§ YOUR GOAL
Count how many lines of the following material contain the word "below", and reply with that number alone.

§ DATA SUPPLIED
------------------------

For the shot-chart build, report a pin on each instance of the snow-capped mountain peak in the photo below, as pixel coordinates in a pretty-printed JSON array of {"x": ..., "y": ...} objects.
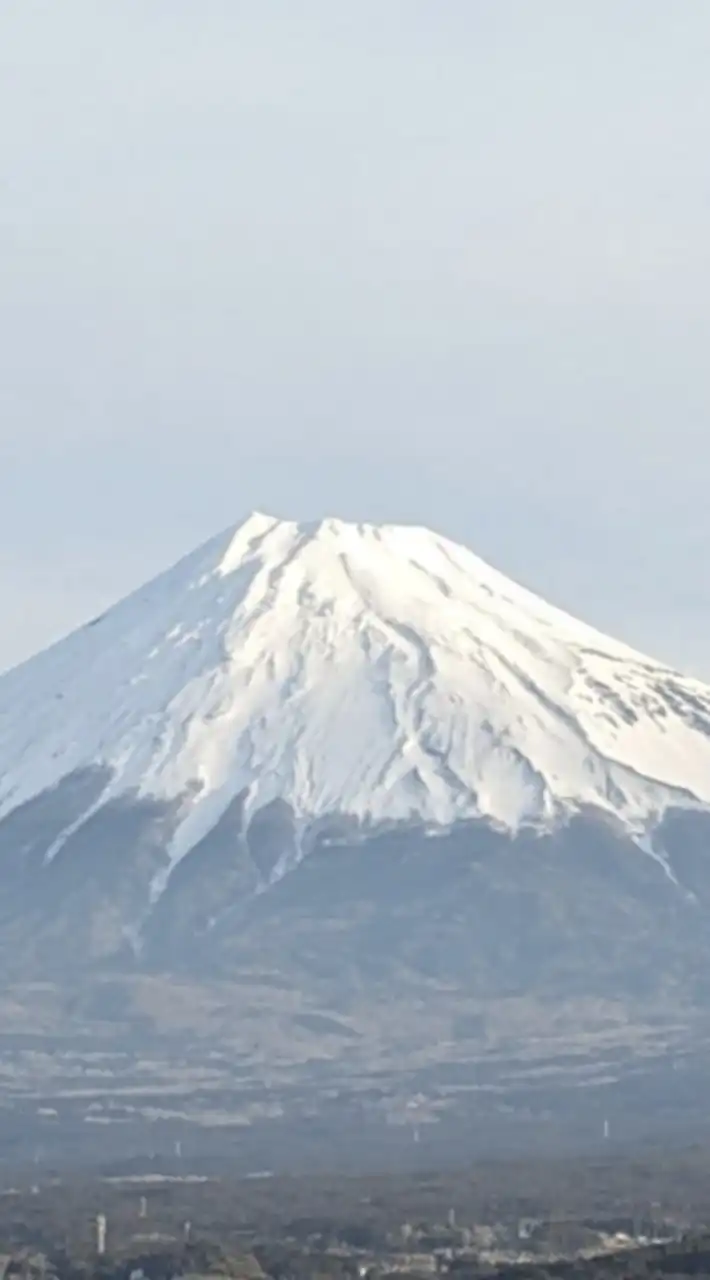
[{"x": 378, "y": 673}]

------------------------

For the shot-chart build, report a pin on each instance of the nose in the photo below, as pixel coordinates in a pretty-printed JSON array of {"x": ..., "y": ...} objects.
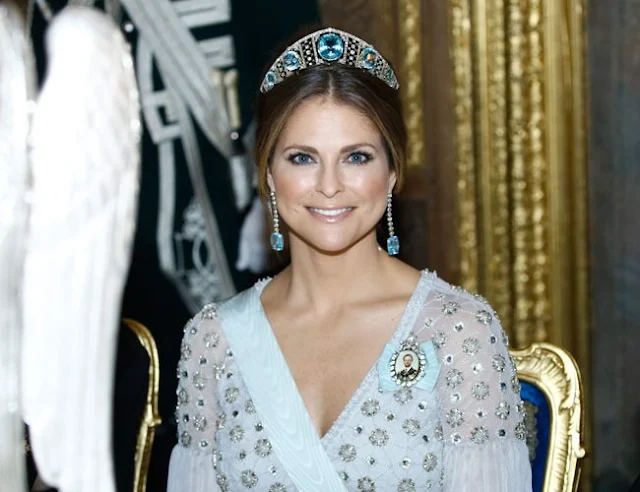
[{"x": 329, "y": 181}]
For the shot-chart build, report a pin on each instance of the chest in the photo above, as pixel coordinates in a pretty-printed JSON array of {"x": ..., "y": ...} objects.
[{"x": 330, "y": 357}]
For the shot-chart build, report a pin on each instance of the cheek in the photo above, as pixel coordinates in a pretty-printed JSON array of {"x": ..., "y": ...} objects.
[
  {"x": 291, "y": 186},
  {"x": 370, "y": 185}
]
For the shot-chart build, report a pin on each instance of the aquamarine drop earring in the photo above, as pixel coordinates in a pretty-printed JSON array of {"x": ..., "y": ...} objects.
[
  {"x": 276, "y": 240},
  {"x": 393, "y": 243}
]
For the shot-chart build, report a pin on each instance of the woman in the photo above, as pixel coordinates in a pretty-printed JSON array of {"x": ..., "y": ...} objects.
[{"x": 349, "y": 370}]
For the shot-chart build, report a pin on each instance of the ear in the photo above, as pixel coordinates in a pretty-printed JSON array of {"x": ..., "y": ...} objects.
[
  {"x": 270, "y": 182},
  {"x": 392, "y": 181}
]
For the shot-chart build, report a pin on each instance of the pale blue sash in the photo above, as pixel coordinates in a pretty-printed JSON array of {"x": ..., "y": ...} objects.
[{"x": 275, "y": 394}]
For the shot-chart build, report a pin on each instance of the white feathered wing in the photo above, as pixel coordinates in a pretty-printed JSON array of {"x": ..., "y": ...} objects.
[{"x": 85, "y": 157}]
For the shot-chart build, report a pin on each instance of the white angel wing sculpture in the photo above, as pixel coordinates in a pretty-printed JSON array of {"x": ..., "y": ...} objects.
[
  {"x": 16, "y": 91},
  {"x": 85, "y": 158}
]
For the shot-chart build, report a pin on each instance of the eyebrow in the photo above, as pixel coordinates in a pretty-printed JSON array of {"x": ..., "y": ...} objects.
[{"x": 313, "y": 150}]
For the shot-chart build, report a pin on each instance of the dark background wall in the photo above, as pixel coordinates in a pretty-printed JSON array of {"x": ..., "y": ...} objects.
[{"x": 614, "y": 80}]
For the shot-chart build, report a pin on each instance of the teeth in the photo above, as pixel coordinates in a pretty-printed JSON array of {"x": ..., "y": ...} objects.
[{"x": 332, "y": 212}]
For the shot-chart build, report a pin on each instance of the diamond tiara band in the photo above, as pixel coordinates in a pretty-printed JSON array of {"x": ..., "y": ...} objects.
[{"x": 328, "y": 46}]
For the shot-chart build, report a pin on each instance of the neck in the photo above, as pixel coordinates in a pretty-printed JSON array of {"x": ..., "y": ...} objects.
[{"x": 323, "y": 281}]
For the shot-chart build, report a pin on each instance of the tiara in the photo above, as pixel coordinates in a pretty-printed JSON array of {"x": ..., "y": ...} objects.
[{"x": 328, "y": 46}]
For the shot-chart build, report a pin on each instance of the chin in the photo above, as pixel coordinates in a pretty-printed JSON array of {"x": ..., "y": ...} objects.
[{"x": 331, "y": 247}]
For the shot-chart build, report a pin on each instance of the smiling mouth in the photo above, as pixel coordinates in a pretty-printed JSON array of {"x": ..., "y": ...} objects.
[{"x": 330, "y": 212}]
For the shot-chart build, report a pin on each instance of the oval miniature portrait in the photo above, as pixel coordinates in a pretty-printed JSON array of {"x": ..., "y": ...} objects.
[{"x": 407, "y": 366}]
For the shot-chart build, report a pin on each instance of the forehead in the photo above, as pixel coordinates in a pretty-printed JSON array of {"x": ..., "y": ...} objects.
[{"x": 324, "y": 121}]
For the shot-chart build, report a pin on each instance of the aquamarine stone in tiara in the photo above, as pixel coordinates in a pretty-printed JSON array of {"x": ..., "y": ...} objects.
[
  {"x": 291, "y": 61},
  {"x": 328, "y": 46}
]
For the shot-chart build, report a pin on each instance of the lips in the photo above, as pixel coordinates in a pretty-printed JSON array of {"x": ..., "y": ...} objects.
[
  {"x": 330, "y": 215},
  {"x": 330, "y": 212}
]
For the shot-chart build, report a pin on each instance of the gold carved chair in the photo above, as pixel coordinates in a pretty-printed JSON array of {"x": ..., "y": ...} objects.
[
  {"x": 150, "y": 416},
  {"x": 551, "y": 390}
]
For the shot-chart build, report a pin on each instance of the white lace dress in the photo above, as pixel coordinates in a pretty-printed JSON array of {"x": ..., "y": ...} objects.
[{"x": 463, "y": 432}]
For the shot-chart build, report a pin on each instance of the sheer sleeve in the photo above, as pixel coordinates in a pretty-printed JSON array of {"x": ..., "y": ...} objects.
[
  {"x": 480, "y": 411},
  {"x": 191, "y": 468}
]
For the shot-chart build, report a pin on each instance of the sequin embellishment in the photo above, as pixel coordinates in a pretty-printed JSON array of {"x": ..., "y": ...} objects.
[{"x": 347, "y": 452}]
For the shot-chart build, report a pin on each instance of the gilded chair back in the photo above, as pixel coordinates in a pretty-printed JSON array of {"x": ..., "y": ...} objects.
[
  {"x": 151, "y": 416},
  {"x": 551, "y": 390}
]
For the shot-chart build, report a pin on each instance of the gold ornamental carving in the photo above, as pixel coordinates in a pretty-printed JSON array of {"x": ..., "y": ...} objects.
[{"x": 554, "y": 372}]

------------------------

§ REPLY TO THE TASK
2